ACTIVITY LIST:
(A) Write out everything in the Tila article from "The ejidal representation" down to "municipality of Tila.", word for word.
(B) List every person named in the Tila article.

GIVEN PASSAGE:
--- START ---

Acts of Vandalism and the Return of “Paz y Justicia” to Tila are exposed

Campesino from Tila carries his harvest of corn. Photo: Moysés Zúniga Santiago

Chiapas. Subjected to a strange media hostility, the ejido of Tila in the northern región of Chiapas revealed in a document the acts that have altered the fragile stability of its urban shell and mark the return of the group “Peace and Justice” (who never really left), denounced the “acts of vandalism of the inhabitants and their dissatisfied neighbors, though not all of them,” this Tuesday the 25th. “Between six and seven in the morning they began to knock down the security gates that the general assembly of members of the ejido agreed to build for the safety of the population and as a sanitary filter against Covid-19.”

The ejidal representation claims to be complying with the agrarian legislation in force, and indicates that those responsible are former municipal president Arturo Sánchez Sánchez and his son Francisco Arturo Sánchez Martínez, “intellectual paramilitary leaders in northern Chiapas,” linked to “the massacre in the lower zone between 1997 and 1998.” They are the brother and nephew, respectively, of Samuel Sánchez Sánchez, currently imprisoned at El Amate. “Francisco Arturo is promoting himself as a candidate for municipal president in order to ‘rescue’ the municipality of Tila.

The struggle, which is not new, between two groups of residents of the municipal capital, is intertwined with conflicting political positions that date back to Ernesto Zedillo’s counterinsurgency war in the Chol region, when the federal army and the PRI paramilitary group, “Development, Peace and Justice,” spawned armed violence against the resistance, and against the autonomies of the Zapatista communities and their allies that caused hundreds of deaths, displaced families, rapes and disappearances that remain unresolved today.

In recent years the original ejidatarios of Tila recovered their territorial rights through legal channels, which had been eroded and even alienated by the “avecindados”, i.e. inhabitants who are not from the ejido or and do not belong to the ejidal assembly, but who, given the urban condition of the ejido, have installed themselves over time, coming to control the municipal government and an important part of the center of Tila, a population with a lot of commerce.

--- END ---

RECORD EXTRACTS:
--- START ---

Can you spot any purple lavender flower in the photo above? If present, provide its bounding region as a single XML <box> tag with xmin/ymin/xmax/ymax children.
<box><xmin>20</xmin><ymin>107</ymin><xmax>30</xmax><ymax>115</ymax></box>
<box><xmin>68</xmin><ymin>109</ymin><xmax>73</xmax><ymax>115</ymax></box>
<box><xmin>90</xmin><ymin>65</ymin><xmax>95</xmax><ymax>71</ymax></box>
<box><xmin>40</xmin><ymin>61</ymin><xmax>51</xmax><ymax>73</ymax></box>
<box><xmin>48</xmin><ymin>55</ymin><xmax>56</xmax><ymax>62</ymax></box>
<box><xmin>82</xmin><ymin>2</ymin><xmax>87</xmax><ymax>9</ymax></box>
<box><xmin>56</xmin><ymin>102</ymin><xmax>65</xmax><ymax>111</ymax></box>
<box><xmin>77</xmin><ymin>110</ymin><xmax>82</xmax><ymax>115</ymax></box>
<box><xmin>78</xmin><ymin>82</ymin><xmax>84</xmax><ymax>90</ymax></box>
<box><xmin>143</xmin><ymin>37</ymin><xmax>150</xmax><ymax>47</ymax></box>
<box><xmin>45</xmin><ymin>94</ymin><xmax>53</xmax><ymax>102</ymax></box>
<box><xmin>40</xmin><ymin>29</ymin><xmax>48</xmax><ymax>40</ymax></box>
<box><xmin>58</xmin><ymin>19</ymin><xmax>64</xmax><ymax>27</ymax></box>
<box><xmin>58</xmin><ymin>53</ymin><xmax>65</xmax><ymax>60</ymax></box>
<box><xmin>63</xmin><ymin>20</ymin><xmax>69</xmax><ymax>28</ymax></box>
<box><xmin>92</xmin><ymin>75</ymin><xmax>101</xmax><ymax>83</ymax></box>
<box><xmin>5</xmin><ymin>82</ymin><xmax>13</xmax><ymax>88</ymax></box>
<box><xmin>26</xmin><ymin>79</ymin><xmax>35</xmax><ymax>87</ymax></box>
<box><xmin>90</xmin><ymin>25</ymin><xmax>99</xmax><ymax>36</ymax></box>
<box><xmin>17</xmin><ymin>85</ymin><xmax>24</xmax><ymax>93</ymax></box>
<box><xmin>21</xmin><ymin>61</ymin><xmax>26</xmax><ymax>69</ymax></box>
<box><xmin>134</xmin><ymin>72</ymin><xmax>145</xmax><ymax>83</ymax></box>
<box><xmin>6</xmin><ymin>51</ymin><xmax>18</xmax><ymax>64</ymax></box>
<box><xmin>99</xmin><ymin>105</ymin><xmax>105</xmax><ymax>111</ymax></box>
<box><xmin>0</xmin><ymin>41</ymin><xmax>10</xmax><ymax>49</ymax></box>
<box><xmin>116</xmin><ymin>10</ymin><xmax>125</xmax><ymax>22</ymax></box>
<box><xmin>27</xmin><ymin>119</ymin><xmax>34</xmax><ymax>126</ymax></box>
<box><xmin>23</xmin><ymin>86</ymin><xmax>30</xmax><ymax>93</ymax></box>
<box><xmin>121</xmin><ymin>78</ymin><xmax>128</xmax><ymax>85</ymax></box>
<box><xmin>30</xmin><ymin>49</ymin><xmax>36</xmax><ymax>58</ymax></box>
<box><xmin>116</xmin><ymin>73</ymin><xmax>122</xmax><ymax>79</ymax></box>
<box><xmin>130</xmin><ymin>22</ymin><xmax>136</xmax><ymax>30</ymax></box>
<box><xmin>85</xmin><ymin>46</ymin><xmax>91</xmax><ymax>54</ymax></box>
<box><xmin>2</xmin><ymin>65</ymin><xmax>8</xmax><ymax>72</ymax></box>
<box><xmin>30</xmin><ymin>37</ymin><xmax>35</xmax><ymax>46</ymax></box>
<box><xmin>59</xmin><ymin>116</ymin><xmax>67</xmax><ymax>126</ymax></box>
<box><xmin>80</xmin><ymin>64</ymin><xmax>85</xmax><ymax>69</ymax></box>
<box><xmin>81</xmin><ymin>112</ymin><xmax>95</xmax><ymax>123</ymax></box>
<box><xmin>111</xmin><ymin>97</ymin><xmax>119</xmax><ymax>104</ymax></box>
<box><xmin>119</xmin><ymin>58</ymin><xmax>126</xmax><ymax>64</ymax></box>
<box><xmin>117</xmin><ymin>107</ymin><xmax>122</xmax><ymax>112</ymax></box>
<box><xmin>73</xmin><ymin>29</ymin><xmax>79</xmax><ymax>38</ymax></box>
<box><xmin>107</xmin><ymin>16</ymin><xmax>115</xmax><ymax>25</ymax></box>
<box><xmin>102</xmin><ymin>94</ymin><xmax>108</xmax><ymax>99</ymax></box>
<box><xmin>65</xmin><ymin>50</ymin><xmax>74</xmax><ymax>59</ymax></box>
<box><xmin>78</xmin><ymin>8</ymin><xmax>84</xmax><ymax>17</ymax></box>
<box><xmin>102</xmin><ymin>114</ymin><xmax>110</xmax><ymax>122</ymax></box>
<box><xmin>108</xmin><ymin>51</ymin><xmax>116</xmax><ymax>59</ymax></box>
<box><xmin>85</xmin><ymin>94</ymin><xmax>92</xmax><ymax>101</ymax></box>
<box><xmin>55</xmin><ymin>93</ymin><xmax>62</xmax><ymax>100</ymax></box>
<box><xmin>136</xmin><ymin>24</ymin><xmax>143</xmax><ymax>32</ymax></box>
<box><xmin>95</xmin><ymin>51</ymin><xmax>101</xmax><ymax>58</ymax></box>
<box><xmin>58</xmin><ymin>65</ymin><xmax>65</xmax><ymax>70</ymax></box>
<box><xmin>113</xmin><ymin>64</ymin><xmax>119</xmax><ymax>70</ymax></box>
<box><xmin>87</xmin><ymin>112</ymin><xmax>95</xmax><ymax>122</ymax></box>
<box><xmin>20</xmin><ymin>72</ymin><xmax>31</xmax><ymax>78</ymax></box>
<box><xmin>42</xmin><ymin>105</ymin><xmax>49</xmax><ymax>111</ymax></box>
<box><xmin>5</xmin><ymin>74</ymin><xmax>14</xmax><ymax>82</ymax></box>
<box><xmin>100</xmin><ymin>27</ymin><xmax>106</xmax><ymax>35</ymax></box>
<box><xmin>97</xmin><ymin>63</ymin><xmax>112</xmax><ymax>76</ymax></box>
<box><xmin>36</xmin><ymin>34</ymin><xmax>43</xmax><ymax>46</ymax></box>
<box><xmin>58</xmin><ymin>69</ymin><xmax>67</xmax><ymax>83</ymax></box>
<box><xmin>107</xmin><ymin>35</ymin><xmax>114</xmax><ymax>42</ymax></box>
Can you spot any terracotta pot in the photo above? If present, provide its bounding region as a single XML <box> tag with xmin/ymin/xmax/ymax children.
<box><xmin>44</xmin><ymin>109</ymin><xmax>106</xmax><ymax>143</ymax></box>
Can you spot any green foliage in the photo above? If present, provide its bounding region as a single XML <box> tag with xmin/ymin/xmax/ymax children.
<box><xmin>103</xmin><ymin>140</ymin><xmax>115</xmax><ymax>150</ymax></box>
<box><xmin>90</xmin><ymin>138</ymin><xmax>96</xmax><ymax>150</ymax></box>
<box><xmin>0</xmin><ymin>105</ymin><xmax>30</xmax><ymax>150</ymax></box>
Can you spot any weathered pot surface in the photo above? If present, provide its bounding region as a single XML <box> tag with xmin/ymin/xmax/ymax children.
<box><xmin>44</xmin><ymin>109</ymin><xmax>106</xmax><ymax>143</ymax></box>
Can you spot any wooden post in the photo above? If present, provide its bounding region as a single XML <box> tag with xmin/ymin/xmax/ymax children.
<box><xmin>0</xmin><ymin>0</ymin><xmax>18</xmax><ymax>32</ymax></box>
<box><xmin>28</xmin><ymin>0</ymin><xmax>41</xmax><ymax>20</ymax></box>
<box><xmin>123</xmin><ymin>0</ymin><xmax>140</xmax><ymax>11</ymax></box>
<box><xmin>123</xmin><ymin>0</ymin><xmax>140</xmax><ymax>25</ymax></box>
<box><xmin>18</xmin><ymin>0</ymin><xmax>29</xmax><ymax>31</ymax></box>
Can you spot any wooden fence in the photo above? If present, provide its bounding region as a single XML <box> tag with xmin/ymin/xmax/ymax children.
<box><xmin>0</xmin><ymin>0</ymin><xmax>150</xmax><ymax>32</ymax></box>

--- END ---

ANSWERS PROVIDED:
(A)
The ejidal representation claims to be complying with the agrarian legislation in force, and indicates that those responsible are former municipal president Arturo Sánchez Sánchez and his son Francisco Arturo Sánchez Martínez, “intellectual paramilitary leaders in northern Chiapas,” linked to “the massacre in the lower zone between 1997 and 1998.” They are the brother and nephew, respectively, of Samuel Sánchez Sánchez, currently imprisoned at El Amate. “Francisco Arturo is promoting himself as a candidate for municipal president in order to ‘rescue’ the municipality of Tila.

(B)
- Moysés Zúniga Santiago
- Arturo Sánchez Sánchez
- Francisco Arturo Sánchez Martínez
- Samuel Sánchez Sánchez
- Ernesto Zedillo